▶ [Text passage]
-- Opening Marker --

What is an interest-bearing loan contract and what must it include?

Quick answer

The mutuo (loan-for-consumption) is the contract by which money is transferred with an obligation to return it; with interest, it is the natural legal form of a loan (Federal Civil Code, arts. 2384 et seq.). Interest may be freely agreed (Federal Civil Code, 2393); absent an agreement, the statutory rate is 9% per year in civil matters (Federal Civil Code, 2395) and 6% for default in commercial matters (Commercial Code, 362). A judge may reduce disproportionate interest. The contract must state amount, ordinary and default rate, term, form of payment and collateral — and have a certain date (fecha cierta).

What it is (and why the name matters little)

Call it a loan, financing or mutuo: legally, when someone transfers ownership of a sum of money and the other party undertakes to return an equivalent amount, there is a mutuo contract (loan-for-consumption) (Federal Civil Code, art. 2384). If, in addition, consideration for the use of the money is agreed, it is a mutuo con interés (interest-bearing loan-for-consumption) (Federal Civil Code, art. 2393). What matters is not the title of the document, but that its clauses accurately state what the parties want.

Interest: free, with a safety net

The parties set whatever rate they want — higher or lower than the statutory one. But the Code itself provides the counterweight: if the interest is so disproportionate that it gives well-founded grounds to believe that the debtor's financial distress, inexperience or ignorance was abused, the judge may equitably reduce it down to the statutory rate at the debtor's request (Federal Civil Code, art. 2395, the doctrine of lesión). And in credit instruments, the First Chamber of the Supreme Court (SCJN) has additionally built the doctrine of usury — we address it in depth in the maximum legal interest on a loan.

  • Civil statutory interest: 9% per year (Federal Civil Code, 2395) — applies if the parties agreed on interest but not the rate.
  • Commercial default interest (default rule): 6% per year (Commercial Code, 362) — if the loan is commercial and the parties did not agree on a default rate.

-- Closing Marker --

▶ [Data provided]
-- Opening Marker --

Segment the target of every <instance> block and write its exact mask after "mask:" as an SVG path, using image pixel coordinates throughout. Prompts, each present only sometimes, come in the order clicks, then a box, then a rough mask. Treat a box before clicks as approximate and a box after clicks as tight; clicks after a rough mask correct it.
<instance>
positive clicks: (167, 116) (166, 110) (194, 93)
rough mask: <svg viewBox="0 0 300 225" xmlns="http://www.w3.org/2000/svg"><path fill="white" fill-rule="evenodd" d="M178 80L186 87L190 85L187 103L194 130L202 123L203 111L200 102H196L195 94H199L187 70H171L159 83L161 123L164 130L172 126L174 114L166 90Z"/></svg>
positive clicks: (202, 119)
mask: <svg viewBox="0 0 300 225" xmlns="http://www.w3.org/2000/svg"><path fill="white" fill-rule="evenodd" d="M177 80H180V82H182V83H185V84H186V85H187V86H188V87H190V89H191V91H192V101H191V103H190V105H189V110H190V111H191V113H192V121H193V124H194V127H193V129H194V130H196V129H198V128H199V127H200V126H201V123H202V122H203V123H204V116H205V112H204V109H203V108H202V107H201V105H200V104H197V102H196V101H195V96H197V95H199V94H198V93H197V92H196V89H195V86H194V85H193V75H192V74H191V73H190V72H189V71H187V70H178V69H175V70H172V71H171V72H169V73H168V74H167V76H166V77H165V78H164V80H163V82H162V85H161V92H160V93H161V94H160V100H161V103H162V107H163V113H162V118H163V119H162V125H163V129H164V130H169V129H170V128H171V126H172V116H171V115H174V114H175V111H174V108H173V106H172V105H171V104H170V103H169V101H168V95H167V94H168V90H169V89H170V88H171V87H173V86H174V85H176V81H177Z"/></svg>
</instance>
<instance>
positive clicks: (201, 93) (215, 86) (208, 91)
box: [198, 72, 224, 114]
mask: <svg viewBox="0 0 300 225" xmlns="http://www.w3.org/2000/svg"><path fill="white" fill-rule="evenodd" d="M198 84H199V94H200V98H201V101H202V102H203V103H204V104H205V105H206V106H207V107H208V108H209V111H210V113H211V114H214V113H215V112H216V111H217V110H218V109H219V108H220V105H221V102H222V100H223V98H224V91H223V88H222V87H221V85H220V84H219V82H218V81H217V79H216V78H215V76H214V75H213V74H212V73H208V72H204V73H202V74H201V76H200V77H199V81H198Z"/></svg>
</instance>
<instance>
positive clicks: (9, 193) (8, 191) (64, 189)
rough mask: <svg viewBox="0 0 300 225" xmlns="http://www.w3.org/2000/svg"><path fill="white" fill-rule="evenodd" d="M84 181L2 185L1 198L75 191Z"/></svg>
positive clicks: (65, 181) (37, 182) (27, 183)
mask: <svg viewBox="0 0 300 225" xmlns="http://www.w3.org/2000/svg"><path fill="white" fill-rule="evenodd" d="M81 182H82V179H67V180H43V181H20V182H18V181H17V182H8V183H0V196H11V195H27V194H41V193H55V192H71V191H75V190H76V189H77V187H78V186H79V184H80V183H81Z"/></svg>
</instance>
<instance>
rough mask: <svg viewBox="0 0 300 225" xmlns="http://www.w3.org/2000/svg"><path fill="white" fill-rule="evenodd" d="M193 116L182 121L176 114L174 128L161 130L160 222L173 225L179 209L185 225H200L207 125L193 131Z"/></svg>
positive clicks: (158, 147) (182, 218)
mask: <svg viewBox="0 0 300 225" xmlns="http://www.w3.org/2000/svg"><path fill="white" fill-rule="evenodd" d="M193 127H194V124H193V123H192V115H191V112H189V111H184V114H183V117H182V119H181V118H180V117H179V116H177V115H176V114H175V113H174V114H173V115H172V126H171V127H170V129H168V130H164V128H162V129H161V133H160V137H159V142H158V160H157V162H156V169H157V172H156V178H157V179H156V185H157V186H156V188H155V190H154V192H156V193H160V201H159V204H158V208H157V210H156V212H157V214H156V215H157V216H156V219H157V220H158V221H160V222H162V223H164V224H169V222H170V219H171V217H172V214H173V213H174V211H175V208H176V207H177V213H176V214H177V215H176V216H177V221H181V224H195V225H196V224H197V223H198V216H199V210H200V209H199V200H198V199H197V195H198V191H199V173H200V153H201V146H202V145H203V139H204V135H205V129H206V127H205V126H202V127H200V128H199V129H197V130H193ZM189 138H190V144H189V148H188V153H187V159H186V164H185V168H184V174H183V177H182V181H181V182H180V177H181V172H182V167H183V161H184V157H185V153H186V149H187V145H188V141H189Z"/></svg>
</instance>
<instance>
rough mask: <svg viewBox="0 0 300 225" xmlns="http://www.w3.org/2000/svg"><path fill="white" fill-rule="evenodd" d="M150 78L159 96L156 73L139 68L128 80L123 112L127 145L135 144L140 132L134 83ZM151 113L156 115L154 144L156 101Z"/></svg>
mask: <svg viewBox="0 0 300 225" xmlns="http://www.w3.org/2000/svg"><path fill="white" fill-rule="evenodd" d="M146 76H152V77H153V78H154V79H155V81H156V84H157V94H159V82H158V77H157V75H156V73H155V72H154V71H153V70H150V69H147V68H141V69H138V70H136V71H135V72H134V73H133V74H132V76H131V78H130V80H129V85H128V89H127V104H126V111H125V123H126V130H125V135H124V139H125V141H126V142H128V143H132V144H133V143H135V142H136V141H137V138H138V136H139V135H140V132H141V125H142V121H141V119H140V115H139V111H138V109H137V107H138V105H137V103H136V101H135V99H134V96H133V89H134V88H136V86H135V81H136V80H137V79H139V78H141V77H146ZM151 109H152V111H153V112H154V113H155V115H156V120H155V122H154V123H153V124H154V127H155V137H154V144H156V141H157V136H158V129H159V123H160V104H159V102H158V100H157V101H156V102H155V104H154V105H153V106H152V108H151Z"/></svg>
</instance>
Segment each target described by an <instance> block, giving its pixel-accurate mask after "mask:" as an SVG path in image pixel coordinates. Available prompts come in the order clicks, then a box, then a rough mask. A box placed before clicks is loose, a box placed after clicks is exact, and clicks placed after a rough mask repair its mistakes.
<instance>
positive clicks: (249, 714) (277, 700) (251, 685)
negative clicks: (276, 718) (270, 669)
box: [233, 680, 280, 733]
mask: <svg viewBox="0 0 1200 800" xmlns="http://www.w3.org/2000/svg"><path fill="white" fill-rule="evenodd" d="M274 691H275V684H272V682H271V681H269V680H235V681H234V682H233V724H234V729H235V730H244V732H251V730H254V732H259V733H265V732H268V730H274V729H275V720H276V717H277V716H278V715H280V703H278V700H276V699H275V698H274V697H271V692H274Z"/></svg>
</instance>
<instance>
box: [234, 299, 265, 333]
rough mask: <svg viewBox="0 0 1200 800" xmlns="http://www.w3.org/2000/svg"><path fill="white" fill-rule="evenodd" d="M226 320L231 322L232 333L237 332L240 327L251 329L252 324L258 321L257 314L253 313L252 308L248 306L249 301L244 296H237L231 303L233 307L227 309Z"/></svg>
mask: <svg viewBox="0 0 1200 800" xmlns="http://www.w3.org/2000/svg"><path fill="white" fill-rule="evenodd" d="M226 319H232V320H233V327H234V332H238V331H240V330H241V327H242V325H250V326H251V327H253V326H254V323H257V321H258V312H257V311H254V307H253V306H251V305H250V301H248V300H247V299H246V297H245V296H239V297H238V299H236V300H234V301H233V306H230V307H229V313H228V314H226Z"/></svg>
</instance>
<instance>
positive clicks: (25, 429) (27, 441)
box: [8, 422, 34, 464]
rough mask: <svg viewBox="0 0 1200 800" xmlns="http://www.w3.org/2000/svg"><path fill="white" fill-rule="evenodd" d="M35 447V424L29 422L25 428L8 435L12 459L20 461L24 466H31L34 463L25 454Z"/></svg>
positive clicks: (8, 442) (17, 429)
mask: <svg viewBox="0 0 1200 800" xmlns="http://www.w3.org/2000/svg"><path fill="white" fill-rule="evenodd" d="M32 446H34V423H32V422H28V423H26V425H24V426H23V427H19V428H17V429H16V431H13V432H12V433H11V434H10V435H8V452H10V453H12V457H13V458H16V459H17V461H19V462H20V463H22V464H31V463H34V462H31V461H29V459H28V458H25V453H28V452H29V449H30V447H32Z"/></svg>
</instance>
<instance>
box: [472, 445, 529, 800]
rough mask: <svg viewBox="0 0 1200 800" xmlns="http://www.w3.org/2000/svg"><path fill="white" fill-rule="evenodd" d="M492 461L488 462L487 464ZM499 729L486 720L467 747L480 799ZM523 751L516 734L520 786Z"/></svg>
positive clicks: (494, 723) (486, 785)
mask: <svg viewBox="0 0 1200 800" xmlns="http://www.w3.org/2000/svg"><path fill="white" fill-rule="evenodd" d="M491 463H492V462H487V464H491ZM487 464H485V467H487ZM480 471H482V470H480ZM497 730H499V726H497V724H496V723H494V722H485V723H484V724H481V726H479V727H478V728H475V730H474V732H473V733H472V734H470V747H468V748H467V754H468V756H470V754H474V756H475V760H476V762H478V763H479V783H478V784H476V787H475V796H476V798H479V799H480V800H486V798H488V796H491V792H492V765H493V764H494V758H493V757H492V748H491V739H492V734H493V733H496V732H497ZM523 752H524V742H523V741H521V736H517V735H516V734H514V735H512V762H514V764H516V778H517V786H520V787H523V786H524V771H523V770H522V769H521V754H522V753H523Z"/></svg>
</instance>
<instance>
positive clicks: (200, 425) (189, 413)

-- Closing Marker --

▶ [Problem set]
(A) Answer these questions from the text on interest-bearing loans:
(i) Which Federal Civil Code article defines the mutuo contract?
(ii) Under the Commercial Code, what annual default rate applies when the parties to a commercial loan did not agree on one?
(iii) When interest is disproportionate, down to what rate may the judge reduce it, and at whose request?
(B) List every statutory article the text on interest-bearing loans cites, each with the code it belongs to.

▶ [Problem solutions]
(A)
(i) Article 2384.
(ii) 6% per year (Commercial Code, art. 362).
(iii) Down to the statutory rate, at the debtor's request.

(B)
- Federal Civil Code, art. 2384
- Federal Civil Code, art. 2393
- Federal Civil Code, art. 2395
- Commercial Code, art. 362